Locate each line in the records that contains the word "JSON", and copy every such line in full.

━━━ PROVIDED MATERIAL

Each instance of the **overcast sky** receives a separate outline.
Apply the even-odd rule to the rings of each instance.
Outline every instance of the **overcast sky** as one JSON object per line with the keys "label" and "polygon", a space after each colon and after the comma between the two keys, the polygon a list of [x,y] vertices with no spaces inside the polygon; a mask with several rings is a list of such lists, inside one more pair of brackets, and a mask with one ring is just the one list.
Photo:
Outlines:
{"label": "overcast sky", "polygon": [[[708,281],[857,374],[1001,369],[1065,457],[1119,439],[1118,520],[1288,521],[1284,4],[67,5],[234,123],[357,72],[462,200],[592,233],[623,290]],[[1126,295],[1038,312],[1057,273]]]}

━━━━━━
━━━ PROVIDED MATERIAL

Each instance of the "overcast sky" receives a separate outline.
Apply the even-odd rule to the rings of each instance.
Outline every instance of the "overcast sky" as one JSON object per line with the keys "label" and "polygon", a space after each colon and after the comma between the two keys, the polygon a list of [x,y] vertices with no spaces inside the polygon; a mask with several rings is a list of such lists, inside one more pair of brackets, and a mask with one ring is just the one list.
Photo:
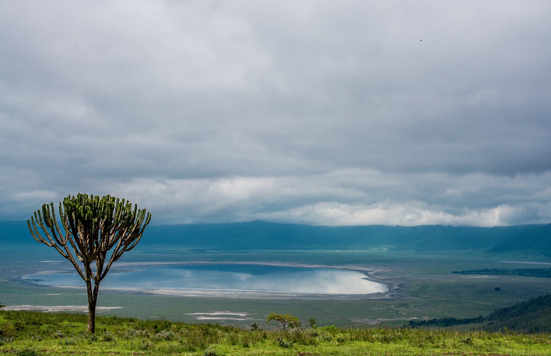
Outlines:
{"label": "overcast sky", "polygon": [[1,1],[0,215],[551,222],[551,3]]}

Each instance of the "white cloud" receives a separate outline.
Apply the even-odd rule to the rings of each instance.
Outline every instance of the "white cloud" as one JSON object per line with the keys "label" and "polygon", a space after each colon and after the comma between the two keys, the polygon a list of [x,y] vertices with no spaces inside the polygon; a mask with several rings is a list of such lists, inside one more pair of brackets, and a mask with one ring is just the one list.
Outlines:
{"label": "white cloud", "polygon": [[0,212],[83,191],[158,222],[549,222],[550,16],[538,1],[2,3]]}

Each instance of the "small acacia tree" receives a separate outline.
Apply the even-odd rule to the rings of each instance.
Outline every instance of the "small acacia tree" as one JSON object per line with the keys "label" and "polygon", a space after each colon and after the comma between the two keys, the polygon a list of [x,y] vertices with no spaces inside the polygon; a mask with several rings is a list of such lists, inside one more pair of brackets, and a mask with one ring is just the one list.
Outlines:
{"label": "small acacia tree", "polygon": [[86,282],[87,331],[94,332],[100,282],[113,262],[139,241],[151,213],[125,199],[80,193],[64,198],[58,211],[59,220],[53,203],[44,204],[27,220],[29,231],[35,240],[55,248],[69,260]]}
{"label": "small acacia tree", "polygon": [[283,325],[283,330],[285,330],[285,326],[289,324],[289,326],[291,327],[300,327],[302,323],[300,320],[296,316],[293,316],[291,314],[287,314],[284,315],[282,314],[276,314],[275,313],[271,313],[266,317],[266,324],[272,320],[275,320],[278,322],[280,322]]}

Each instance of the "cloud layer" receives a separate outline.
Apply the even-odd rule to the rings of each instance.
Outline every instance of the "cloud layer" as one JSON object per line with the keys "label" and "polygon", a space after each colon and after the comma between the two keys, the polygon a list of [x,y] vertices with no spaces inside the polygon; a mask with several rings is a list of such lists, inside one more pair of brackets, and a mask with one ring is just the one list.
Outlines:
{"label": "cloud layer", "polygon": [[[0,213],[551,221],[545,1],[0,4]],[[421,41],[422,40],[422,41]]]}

━━━━━━

REPLY TO THE TASK —
Outline every instance of the **overcast sky** as one JSON object per line with the keys "label" and "polygon", a space after each colon and after the comma between the two keys, the polygon a list of [x,y] vertices with no spaces inside the polygon; a mask with several rings is a list of such lists, inside one more pair of brackets, and a mask with one ring is just the one list.
Outline every instance of the "overcast sky" as one JSON object per line with the keys "label" and "polygon", a space after each colon and after the comma between the two keys, the polygon a list of [x,y] vertices with no spaces inside the polygon; a mask with several rings is a list of such lists, inside one more pair of brackets, and a mask with one ring is just the one list.
Outline every instance of the "white cloud" as one JSON object per line with the keys "label" and "polygon", a space after each colon and after the comma between the two keys, the polygon a list of [x,y] vertices with no spaces inside the polygon; a mask with several rings is a list of such lists, inside one more pair of brackets, and a mask with one ring is just the one list.
Outline every instance of the "small acacia tree" as one JSON object per line with the keys "label" and "polygon", a space after each colon and after the comma between the two keys, the polygon a list of [x,y] vertices with no spaces inside the polygon; a mask with several rings is a list of such lists, inside one more pair of brackets, and a mask with one ring is just the one list.
Outline every instance of the "cloud layer" as one JSON object per line with the keys "label" and "polygon", a space after each colon and after the comma between the two keys, the polygon a list of [x,y] vertices with no spaces inside the polygon; a mask with several rings is a list of such lists, inside one more pair of brackets, and a mask with one ring is just the one list.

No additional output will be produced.